**How to complete this task**.
Copy every record exactly as it appears in the data below.

**Entries supplied**.
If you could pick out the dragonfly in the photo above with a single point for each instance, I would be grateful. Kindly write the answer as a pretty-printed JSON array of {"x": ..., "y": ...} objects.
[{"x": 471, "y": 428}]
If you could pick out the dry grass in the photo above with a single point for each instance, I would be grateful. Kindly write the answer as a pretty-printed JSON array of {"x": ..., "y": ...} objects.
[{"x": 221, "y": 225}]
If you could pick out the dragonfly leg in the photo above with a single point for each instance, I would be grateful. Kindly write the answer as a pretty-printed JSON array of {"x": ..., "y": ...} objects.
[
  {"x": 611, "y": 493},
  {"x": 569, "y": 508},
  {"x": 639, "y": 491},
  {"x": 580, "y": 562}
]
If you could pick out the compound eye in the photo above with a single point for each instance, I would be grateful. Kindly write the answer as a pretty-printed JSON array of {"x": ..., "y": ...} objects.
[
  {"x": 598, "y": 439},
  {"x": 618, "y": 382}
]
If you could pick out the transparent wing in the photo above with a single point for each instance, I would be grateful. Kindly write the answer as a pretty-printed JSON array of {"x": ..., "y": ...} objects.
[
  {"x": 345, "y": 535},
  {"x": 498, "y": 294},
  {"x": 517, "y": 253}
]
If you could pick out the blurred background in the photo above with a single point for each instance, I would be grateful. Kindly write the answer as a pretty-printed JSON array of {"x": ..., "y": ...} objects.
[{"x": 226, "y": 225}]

**Reply**.
If you could pick out the dragonfly in the photo above with a single point for each instance, I would be grateful. Kindly write the answer as a pretty-printed JSON array of {"x": ..., "y": ...} objects.
[{"x": 471, "y": 428}]
If you could pick out the dry grass in the photo above with a single point for each instance, I would be grateful. Kindly write the answer as a pretty-printed JSON array of {"x": ..., "y": ...} objects.
[{"x": 221, "y": 225}]
If you could pick out the dragonfly leg in the photo above with a single point for each instance, I would be grateful. Kindly write the answer as a pretty-printed JSON array of {"x": ..., "y": ...} objects.
[
  {"x": 611, "y": 493},
  {"x": 569, "y": 508},
  {"x": 639, "y": 491},
  {"x": 580, "y": 562}
]
If you could pick out the compound eye in the photo above with a single point for each instance, I would be grateful. Kindly write the answer as a pretty-printed JSON array of {"x": ..., "y": ...} objects.
[
  {"x": 598, "y": 439},
  {"x": 618, "y": 382}
]
If you could pick out the transparent wing in the photo above with a single point for each instance, I would be grateful. Kindly write the answer as a pretty-printed JSON array of {"x": ..., "y": ...} objects.
[
  {"x": 345, "y": 535},
  {"x": 498, "y": 294},
  {"x": 517, "y": 253}
]
If you could pick out the blurred background in the photo above with a single point for each instance, I would be grateful. Kindly write the answer as a pretty-printed JSON array of {"x": ..., "y": ...} objects.
[{"x": 226, "y": 225}]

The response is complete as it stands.